[Source data]
★ ★ ★ ★ ★ ★ ★

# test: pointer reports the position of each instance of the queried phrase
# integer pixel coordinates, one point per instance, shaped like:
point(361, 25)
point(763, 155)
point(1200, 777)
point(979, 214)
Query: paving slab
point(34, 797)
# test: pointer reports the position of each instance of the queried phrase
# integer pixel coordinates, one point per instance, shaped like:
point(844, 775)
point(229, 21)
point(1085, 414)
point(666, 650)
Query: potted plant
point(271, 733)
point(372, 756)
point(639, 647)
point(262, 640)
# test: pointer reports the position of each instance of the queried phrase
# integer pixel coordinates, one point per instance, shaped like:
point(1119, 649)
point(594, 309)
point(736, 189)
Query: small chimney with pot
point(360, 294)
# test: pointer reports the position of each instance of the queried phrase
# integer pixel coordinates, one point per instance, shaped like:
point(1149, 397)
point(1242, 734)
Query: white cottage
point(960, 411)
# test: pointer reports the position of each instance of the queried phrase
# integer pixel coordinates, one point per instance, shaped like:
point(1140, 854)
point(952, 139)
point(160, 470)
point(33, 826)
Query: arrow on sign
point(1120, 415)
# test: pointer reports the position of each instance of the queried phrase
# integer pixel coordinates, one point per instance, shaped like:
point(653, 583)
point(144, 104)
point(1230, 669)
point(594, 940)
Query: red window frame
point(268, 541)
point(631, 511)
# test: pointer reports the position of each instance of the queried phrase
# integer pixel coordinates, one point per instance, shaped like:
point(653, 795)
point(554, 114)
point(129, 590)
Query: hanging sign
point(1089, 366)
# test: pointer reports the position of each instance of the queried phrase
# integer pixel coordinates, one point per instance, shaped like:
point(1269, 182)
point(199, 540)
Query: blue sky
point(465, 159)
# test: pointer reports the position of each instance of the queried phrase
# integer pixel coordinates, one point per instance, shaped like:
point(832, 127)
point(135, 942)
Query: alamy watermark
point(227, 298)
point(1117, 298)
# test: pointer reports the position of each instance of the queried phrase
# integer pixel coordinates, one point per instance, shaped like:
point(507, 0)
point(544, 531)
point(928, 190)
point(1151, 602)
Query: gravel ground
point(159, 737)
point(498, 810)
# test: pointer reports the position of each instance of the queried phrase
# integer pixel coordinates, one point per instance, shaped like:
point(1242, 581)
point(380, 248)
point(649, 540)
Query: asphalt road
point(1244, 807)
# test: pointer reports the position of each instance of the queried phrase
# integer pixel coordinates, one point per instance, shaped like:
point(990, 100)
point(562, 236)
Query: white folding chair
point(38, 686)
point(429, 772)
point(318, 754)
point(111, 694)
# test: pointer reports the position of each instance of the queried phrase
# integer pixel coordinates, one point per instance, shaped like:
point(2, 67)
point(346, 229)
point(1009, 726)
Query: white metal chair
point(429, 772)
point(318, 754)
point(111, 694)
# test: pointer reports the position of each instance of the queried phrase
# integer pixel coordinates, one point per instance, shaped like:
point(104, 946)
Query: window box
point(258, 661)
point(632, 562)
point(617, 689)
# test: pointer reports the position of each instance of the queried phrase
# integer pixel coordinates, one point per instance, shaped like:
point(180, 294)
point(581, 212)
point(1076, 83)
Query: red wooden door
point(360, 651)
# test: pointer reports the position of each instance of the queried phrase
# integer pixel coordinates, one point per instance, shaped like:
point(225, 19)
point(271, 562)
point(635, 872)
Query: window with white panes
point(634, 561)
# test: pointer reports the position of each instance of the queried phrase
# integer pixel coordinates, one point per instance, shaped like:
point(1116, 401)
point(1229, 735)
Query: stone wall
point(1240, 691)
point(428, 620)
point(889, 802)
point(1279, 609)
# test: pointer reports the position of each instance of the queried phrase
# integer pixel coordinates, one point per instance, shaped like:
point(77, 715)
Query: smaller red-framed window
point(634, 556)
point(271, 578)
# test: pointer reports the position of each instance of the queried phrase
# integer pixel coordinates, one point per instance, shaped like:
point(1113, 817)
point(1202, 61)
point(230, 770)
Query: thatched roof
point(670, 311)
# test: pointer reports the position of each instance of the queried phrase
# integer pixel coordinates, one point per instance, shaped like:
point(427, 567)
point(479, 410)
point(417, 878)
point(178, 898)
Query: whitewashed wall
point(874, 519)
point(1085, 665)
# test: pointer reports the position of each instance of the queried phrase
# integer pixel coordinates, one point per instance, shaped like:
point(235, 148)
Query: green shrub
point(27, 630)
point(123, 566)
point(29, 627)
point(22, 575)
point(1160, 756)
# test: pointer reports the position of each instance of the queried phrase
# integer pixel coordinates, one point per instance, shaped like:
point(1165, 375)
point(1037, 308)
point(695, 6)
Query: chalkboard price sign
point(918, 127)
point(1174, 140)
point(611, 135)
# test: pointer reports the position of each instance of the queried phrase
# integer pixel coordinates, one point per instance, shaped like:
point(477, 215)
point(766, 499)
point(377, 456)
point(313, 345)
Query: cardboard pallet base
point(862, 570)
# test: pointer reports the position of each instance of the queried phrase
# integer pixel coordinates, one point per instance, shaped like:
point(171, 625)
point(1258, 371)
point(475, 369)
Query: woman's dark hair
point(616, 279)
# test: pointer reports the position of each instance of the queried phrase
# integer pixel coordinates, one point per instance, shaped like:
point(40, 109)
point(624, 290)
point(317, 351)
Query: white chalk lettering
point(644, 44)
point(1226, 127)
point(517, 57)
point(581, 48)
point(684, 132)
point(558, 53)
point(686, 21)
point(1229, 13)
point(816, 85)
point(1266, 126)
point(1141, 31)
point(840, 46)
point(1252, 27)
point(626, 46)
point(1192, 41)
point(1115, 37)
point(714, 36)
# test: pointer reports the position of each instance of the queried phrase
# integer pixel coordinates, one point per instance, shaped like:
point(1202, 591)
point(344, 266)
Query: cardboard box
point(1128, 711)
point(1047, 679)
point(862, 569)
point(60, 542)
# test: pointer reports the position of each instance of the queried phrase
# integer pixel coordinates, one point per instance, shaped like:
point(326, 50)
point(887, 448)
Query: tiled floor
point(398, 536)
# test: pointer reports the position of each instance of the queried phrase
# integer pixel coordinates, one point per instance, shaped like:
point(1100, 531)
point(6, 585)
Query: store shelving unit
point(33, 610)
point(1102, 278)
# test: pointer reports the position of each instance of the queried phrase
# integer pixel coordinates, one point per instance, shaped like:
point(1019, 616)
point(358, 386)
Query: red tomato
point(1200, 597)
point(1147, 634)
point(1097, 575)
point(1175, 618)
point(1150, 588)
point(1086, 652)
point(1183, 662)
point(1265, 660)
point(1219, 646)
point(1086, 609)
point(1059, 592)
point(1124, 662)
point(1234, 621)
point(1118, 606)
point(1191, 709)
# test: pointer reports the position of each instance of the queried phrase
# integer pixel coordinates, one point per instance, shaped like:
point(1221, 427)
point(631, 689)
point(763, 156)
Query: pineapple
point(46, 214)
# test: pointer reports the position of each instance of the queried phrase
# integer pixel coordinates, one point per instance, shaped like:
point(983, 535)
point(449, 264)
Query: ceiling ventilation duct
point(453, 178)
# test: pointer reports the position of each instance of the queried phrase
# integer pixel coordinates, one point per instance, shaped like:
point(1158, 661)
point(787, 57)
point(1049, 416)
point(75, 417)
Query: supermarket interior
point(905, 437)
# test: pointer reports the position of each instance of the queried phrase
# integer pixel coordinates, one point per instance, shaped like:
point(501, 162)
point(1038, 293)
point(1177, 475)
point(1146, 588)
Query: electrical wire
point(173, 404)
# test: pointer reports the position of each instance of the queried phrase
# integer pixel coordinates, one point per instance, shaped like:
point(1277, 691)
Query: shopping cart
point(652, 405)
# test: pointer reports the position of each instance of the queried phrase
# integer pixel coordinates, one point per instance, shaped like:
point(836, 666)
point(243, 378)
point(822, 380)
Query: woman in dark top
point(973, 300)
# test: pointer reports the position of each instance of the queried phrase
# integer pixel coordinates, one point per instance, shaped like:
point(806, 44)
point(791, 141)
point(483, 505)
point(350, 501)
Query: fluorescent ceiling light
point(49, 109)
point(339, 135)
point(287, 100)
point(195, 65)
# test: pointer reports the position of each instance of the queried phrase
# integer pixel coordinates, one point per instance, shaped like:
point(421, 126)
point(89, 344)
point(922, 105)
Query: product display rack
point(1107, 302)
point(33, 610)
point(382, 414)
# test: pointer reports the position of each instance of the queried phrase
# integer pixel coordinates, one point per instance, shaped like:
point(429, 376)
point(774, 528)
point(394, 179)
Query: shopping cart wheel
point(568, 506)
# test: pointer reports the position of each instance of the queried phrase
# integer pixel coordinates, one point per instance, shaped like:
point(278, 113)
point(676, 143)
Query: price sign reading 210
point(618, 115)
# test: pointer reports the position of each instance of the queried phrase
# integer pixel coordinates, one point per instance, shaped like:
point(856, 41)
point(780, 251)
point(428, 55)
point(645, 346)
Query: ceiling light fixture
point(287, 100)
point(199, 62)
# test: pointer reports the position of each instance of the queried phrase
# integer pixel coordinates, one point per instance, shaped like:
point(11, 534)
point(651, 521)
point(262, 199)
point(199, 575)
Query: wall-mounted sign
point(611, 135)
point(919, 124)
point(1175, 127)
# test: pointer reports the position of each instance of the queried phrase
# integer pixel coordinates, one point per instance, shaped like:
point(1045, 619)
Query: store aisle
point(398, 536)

★ ★ ★ ★ ★ ★ ★

STATED PROBLEM:
Identify every line of the records above that contains the string "woman", treating case as significant, and copy each such line.

WRITTEN REPLY:
Query: woman's dark hair
Query: woman in dark top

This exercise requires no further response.